WORK TO DO >> Repeat the stretch of rows below from the one containing "of distant hill." through the one containing "[435,344,460,355]", word for word.

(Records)
•••
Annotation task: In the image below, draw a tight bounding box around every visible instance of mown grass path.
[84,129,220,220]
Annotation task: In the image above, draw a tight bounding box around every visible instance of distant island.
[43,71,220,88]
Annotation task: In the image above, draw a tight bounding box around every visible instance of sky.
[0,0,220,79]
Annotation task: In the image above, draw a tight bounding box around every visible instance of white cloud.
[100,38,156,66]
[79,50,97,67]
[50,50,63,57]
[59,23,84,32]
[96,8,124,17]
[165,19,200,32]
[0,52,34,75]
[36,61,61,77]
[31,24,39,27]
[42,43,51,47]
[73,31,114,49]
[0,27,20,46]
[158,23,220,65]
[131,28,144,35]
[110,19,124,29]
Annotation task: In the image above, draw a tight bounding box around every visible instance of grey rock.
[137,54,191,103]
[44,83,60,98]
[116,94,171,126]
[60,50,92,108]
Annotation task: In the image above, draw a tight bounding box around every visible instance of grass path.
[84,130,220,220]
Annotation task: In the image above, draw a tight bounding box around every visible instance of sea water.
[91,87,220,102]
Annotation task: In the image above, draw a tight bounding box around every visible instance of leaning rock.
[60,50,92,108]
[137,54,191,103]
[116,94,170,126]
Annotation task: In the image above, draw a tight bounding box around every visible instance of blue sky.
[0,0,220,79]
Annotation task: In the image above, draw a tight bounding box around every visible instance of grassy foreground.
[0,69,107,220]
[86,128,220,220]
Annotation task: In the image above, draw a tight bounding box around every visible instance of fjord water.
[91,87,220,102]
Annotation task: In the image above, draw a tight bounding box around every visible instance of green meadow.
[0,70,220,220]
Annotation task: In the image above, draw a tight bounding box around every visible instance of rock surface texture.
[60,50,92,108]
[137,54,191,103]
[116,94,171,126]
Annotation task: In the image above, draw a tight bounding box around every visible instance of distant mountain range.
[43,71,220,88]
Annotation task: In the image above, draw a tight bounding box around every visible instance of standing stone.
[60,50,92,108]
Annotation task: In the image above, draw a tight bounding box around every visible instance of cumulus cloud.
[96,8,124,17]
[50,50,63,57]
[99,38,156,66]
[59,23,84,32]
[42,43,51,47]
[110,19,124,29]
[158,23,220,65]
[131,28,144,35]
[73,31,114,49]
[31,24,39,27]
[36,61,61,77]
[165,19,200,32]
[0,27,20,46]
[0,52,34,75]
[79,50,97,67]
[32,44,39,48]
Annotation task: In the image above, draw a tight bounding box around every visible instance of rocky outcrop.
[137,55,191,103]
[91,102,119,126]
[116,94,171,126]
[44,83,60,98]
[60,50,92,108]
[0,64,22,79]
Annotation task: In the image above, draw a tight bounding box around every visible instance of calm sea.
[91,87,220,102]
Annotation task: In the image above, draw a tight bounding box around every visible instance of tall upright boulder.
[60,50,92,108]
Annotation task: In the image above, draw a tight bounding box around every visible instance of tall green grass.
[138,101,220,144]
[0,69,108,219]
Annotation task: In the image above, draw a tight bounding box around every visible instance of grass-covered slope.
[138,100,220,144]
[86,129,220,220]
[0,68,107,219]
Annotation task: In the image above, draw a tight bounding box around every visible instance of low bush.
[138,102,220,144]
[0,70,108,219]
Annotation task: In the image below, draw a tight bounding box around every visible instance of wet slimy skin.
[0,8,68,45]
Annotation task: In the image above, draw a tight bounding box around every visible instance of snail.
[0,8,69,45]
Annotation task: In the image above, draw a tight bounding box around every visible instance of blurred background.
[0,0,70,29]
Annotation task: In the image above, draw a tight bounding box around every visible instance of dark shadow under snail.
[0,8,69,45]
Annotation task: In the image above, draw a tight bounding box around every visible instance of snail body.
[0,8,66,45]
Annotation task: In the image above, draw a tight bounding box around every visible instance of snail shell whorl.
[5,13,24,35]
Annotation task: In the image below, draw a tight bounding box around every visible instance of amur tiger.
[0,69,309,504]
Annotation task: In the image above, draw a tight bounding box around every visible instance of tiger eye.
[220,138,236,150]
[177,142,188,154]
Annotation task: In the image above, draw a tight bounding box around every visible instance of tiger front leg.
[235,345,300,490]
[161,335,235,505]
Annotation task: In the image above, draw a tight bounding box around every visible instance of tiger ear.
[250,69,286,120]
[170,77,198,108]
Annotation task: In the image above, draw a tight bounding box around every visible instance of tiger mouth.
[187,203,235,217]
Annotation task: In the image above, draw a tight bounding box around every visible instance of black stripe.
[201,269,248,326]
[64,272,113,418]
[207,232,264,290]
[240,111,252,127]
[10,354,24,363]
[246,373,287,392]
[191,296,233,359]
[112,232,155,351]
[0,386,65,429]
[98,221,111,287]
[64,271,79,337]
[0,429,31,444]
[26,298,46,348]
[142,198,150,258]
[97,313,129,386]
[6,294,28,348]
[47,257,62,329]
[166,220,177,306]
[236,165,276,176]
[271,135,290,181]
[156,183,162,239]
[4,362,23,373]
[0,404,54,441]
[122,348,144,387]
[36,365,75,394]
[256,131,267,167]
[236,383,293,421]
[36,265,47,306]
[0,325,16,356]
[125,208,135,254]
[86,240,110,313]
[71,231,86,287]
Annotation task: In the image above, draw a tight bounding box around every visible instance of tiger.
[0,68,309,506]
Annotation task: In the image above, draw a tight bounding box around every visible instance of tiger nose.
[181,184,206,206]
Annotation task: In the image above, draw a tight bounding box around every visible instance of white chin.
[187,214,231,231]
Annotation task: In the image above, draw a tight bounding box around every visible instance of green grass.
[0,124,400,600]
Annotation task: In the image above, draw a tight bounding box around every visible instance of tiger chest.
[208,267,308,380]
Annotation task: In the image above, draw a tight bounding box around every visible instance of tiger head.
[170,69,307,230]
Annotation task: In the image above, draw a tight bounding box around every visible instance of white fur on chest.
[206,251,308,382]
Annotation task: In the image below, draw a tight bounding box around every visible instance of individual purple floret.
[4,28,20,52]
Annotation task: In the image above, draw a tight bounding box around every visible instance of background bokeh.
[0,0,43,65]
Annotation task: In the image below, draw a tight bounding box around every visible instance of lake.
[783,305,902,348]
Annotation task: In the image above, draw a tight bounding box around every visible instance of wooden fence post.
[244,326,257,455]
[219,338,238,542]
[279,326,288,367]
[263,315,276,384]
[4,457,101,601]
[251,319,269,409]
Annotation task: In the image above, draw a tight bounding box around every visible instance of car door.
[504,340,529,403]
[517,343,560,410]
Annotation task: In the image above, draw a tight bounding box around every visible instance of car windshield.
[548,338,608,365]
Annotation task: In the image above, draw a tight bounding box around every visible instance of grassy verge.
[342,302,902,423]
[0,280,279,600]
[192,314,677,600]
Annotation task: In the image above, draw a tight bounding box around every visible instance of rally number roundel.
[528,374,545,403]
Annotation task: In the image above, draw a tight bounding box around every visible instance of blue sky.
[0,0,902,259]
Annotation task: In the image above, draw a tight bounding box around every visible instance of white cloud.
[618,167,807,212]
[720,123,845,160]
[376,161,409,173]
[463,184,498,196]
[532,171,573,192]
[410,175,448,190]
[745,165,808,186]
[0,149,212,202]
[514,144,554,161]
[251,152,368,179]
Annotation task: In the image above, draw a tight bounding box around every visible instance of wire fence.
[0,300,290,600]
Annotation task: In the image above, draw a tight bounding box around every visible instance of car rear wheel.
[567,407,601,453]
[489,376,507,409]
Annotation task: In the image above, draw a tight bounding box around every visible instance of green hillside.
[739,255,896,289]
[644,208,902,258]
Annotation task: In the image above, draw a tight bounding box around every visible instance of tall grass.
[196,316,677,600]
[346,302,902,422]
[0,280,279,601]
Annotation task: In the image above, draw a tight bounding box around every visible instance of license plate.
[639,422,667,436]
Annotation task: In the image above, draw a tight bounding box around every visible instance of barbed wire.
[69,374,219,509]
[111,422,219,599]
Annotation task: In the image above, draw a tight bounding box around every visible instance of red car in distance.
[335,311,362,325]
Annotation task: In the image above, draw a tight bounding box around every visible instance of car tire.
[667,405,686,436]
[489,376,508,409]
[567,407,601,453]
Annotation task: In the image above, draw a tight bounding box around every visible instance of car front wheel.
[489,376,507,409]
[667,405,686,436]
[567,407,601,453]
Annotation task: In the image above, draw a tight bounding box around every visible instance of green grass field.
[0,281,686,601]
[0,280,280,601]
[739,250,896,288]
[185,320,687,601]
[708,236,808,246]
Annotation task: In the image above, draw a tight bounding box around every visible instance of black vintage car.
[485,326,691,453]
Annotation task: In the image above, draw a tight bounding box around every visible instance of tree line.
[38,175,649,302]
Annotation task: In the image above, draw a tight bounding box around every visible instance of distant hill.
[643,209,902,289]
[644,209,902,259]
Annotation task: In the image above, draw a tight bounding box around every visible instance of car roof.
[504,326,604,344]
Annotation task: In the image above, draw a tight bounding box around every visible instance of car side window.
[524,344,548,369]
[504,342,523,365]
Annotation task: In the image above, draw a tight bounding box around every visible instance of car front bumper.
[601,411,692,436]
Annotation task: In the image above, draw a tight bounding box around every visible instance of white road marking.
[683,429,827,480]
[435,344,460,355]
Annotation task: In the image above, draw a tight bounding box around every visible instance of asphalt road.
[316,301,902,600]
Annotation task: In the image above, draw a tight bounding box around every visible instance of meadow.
•••
OUTPUT OF THE TASK >>
Annotation task: In the image above, draw a tight bounding box around every visible instance of distant hill.
[643,209,902,289]
[644,209,902,259]
Annotation task: In the image above, draw a tight bounding box around every visible instance of car roof.
[504,326,604,344]
Annotation task: In the image above, draw a tight bounding box around every visible instance of car side window.
[524,344,548,369]
[504,342,523,365]
Annotation task: In the image above, draw a tight bounding box around every visible instance of car front bumper.
[601,411,692,436]
Annotation task: In the image above, draw a tight bounding box around every visible instance of white road marking.
[683,429,827,480]
[435,344,460,355]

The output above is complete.